Reproduce the material below, swapping each occurrence of "Identify" for "Locate" and keeping everything else the same. Omit the pictures from your reproduction.

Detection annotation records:
╭──
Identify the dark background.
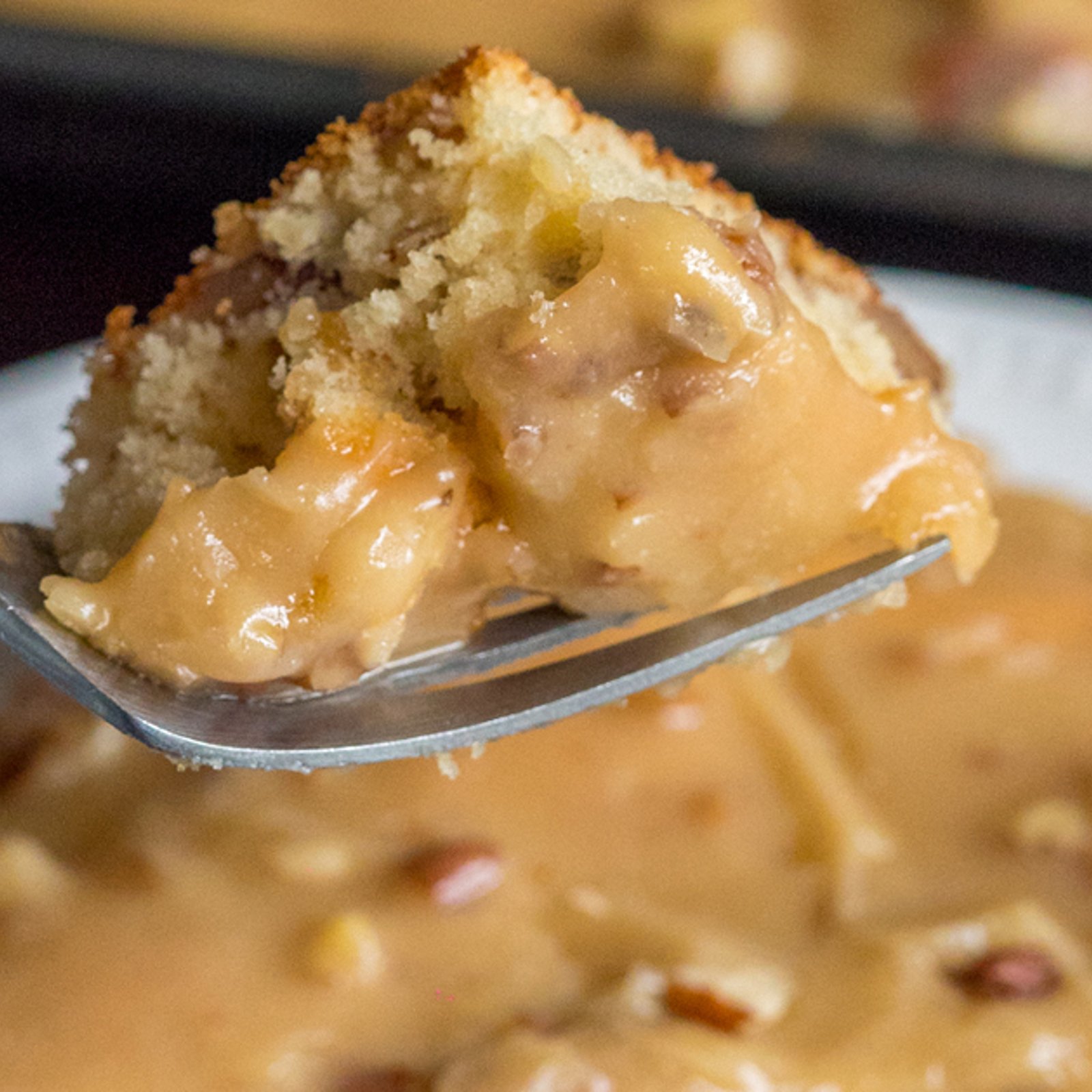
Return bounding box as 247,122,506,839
0,23,1092,364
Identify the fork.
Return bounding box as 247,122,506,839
0,523,949,771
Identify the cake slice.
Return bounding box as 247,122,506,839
44,49,995,687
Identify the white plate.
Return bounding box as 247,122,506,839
0,270,1092,522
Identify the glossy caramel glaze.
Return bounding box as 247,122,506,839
0,497,1092,1092
42,199,995,687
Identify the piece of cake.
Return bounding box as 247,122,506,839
45,51,995,686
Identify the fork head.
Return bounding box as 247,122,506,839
0,523,949,770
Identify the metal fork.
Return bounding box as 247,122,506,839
0,523,949,771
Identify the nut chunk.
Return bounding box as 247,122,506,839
951,947,1061,1001
44,51,994,687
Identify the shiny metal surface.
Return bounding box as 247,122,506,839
0,523,949,770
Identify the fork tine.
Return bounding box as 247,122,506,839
375,603,635,689
0,524,949,770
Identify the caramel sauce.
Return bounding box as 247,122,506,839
42,415,466,687
42,199,995,687
0,498,1092,1092
463,200,995,610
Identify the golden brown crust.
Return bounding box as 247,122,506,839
130,46,946,391
268,46,946,390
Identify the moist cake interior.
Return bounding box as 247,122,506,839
45,51,995,687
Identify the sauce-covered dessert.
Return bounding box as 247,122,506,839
0,498,1092,1092
44,51,995,687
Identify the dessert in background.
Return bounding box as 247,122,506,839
0,497,1092,1092
641,0,1092,164
44,51,995,687
8,0,1092,164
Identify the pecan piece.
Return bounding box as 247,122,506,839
950,946,1061,1001
405,839,504,908
664,981,750,1031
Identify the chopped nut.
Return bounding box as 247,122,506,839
664,981,750,1031
1012,799,1092,853
0,834,68,910
568,885,610,919
435,751,459,781
307,910,386,981
663,964,792,1031
950,947,1061,1001
406,841,504,908
333,1066,429,1092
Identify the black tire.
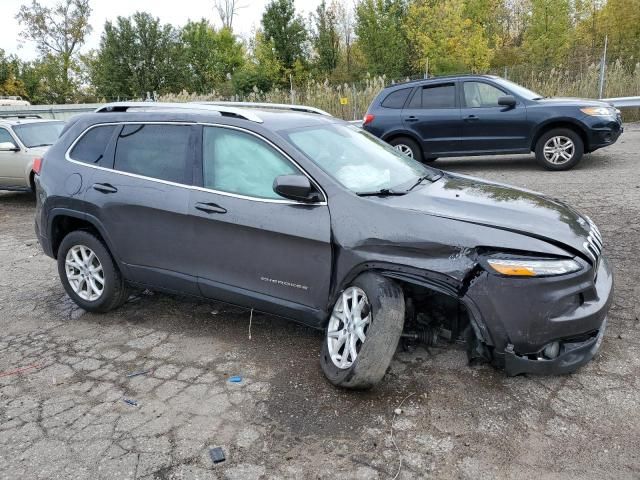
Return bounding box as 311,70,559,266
320,273,405,390
535,128,584,171
389,137,424,162
58,230,129,313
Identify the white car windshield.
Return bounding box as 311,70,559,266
280,123,439,193
13,122,64,148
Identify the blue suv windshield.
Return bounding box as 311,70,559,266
279,124,439,193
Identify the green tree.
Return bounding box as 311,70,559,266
91,12,186,99
311,0,340,74
182,19,245,93
355,0,409,78
522,0,573,67
231,31,283,95
16,0,91,102
406,0,493,74
262,0,307,70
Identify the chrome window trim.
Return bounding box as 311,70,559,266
64,121,328,206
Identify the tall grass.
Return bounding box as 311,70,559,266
159,62,640,121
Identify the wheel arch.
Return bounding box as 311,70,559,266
529,118,589,153
47,208,119,263
381,130,424,150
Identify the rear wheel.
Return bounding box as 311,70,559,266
536,128,584,170
320,273,405,389
389,137,424,162
58,230,128,312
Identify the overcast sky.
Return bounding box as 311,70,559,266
0,0,320,60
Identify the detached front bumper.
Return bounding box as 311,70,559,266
504,318,607,377
466,256,613,375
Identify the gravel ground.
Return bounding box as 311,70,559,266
0,125,640,479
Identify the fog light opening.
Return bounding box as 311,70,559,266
542,342,560,360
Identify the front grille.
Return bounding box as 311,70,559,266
583,218,603,266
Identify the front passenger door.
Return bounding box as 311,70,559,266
461,81,530,153
189,126,331,317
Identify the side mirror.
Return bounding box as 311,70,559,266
273,175,320,202
0,142,20,152
498,95,517,108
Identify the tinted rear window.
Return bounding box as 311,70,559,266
114,124,191,183
381,88,411,108
69,125,116,164
409,83,456,109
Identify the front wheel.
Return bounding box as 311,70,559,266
535,128,584,170
320,273,405,389
389,137,424,162
58,230,128,312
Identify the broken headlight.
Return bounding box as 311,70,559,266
487,258,582,277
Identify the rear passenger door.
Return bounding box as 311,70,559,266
81,123,197,293
189,126,331,318
402,82,461,157
461,80,530,153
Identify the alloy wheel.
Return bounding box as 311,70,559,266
327,287,371,369
395,143,413,158
543,136,576,165
65,245,104,302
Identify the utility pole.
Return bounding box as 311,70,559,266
598,35,609,98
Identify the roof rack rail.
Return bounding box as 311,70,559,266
0,113,42,119
95,102,262,123
193,101,331,117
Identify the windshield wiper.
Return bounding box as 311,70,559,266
356,188,407,197
406,173,442,192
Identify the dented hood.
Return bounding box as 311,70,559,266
393,173,590,255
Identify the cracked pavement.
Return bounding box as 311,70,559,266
0,125,640,479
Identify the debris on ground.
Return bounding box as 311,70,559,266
209,447,226,463
127,369,153,378
0,365,40,377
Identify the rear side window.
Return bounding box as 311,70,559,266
202,127,300,200
114,124,191,183
69,125,116,164
380,88,411,108
409,83,456,109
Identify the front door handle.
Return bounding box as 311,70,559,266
196,202,227,213
93,183,118,193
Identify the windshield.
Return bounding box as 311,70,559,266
13,122,64,148
496,78,544,100
280,124,438,193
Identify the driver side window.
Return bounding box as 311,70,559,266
202,127,300,200
0,128,16,145
464,82,506,108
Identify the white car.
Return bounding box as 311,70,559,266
0,114,64,191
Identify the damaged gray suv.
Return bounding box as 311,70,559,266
35,103,613,388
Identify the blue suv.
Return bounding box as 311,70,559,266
363,75,623,170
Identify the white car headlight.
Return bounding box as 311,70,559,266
487,258,582,277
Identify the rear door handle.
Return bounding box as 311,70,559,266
196,202,227,213
93,183,118,193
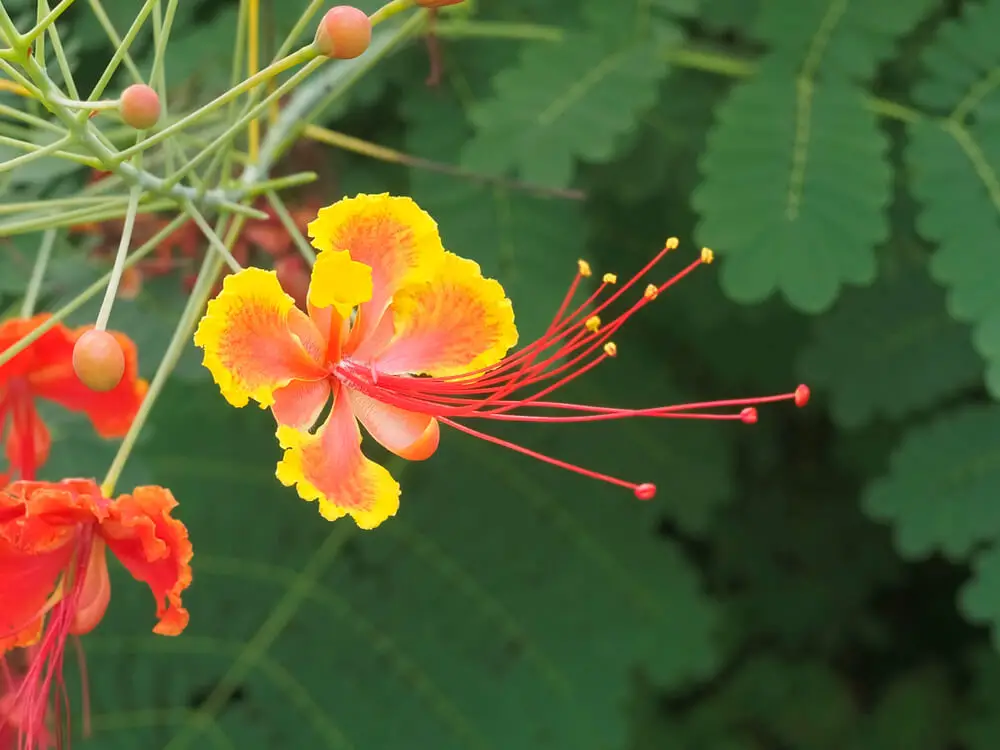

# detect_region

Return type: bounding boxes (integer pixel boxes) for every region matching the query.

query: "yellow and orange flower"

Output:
[0,479,192,750]
[194,194,809,529]
[0,314,147,484]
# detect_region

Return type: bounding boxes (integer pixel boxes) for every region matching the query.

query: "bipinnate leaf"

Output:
[864,405,1000,560]
[693,70,891,313]
[74,386,718,750]
[799,267,982,428]
[462,31,667,187]
[906,2,1000,397]
[403,75,585,341]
╰──
**Final result**
Locate the dark background.
Return bounding box as 247,122,506,839
0,23,1092,364
Locate the fork.
Return bounding box as 247,122,506,839
0,523,949,771
Locate the cake slice.
Return bounding box as 247,122,506,839
44,49,995,687
Locate the white plate.
Return bounding box as 247,122,506,839
0,270,1092,522
Locate the glossy caramel glaze.
Return bounding box as 247,122,506,839
0,497,1092,1092
42,199,995,687
Locate the piece of cake.
Return bounding box as 247,122,506,839
45,51,995,686
Locate the fork head.
Return bounding box as 247,122,506,839
0,523,949,770
Locate the metal fork.
Return bounding box as 247,122,506,839
0,523,949,771
Locate the nut chunk.
Return bounding box as 247,122,506,839
951,947,1061,1001
44,51,994,687
Locate the shiny metal surface.
Return bounding box as 247,122,506,839
0,523,949,770
Locate the fork tine.
Return bounding box as 247,122,506,839
375,603,635,689
0,524,949,770
Locate the caramel sauce.
Return bounding box as 247,122,506,839
42,415,466,687
42,199,995,687
0,498,1092,1092
463,200,995,610
Locate the golden brown crust.
Return bounding box as 247,122,506,839
130,46,946,391
268,46,946,390
Locate the moist cake interior.
Return bounding box as 247,122,506,839
45,51,995,687
Locate the sauce-covered dessert.
Return bounding box as 247,122,506,839
0,498,1092,1092
44,51,995,687
Locate the dessert in background.
Return bounding box as 247,122,506,839
0,497,1092,1092
641,0,1092,164
44,51,995,687
8,0,1092,164
Locate the pecan piece.
Return bounding box as 247,122,506,839
950,946,1061,1001
405,839,504,908
664,981,750,1031
Locate the chopped nut.
Return bounding box as 247,122,506,839
664,981,750,1031
1012,799,1092,853
0,834,68,910
568,885,610,919
435,751,459,781
307,910,386,981
663,964,792,1031
950,947,1061,1001
406,841,504,908
333,1066,429,1092
Locate the black tire.
Return bounding box as 311,70,559,266
320,273,405,390
535,128,584,171
389,137,424,162
58,230,129,313
Locate the white car windshield.
Return bounding box as 311,70,559,266
280,123,439,193
13,122,64,148
Locate the blue suv windshield.
Return bounding box as 311,70,559,266
279,124,439,193
Locate the green tree.
Return bounding box as 311,70,559,266
91,12,186,99
311,0,340,74
182,19,245,93
355,0,409,78
522,0,573,67
231,31,283,95
16,0,91,102
406,0,493,74
262,0,307,70
Locate the chrome window trim.
Return bounding box as 311,70,559,266
64,121,328,206
Locate the tall grass.
Return bounding box as 311,70,559,266
159,62,640,121
Locate the wheel arch.
Return bounding box as 311,70,559,266
529,118,589,153
47,208,119,263
381,130,424,150
Locate the rear wheel.
Return bounding box as 311,70,559,266
536,128,584,170
320,273,405,389
389,137,424,162
58,230,128,312
Locate the overcast sky.
Return bounding box as 311,70,559,266
0,0,320,60
Locate the detached front bumper.
Return bounding box as 311,70,559,266
504,318,607,377
466,256,613,375
Locate the gravel ground.
Return bounding box as 311,70,559,266
0,125,640,479
Locate the fog light opening.
Return bounding box as 311,70,559,266
542,342,560,360
Locate the front grille.
Return bounding box as 311,70,559,266
583,218,603,266
Locate the front passenger door.
Return bounding box as 311,70,559,266
461,81,530,153
189,126,331,317
Locate the side mirror.
Return bounding box as 311,70,559,266
273,175,320,202
0,142,20,152
498,95,517,108
Locate the tinted rear window.
Return bounding box as 311,70,559,266
114,124,191,183
381,88,411,108
69,125,116,164
409,83,456,109
Locate the front wheel.
Return bounding box as 311,70,559,266
535,128,584,170
320,273,405,389
389,137,424,162
58,230,128,312
Locate the broken headlight.
Return bounding box as 311,70,559,266
487,258,582,277
Locate the rear passenger door.
Return bounding box as 311,70,559,266
81,123,197,293
189,126,331,318
402,82,461,157
461,80,530,153
Locate the alloy wheel.
Return bounding box as 311,70,559,266
327,287,371,369
395,143,413,158
543,136,576,165
65,245,104,302
Locate the utility pole.
Return bounding box as 311,70,559,266
598,35,609,98
Locate the roof rack rail.
Return bounding box as 311,70,559,266
0,113,42,119
95,102,262,123
193,101,331,117
Locate the windshield wiper.
Return bounding box as 311,70,559,266
356,188,407,197
406,173,442,192
Locate the dented hood.
Return bounding box as 311,70,559,266
393,173,590,255
Locate the cracked pavement.
Return bounding box as 311,70,559,266
0,125,640,479
Locate the debris on ground.
Return bounding box as 311,70,559,266
209,447,226,463
127,369,153,378
0,365,40,377
Locate the rear side window.
Return bounding box as 311,70,559,266
202,127,300,200
114,124,191,183
69,125,116,164
380,88,411,108
409,83,456,109
Locate the front door handle.
Return bounding box as 311,70,559,266
196,202,227,213
93,183,118,193
Locate the windshield.
Return bounding box as 311,70,559,266
13,122,64,148
496,78,544,100
280,124,438,193
Locate the driver side window.
Return bounding box as 311,70,559,266
202,127,300,200
0,128,16,145
464,82,506,108
Locate the white car.
Return bounding box as 311,70,559,266
0,114,64,191
Locate the damaged gray suv.
Return bounding box as 311,70,559,266
35,103,613,388
Locate the blue suv.
Return bounding box as 311,70,559,266
363,75,623,170
Locate the white car headlight.
Return bounding box as 311,70,559,266
487,258,582,277
Locate the rear door handle.
Return bounding box as 311,70,559,266
196,202,227,213
93,183,118,193

# detect_region

Return type: bounding boxes (integer pixel boxes) for every region matching the query.

query: "yellow and orange flower"

Output:
[0,479,192,750]
[194,194,809,529]
[0,314,147,484]
# detect_region

Return type: bounding boxes (integer pixel boxes) for every region matching the query.

query: "bipinnate leaf"

Output:
[864,405,1000,560]
[693,70,891,313]
[74,386,718,750]
[799,267,982,428]
[462,31,667,187]
[906,2,1000,397]
[403,75,585,341]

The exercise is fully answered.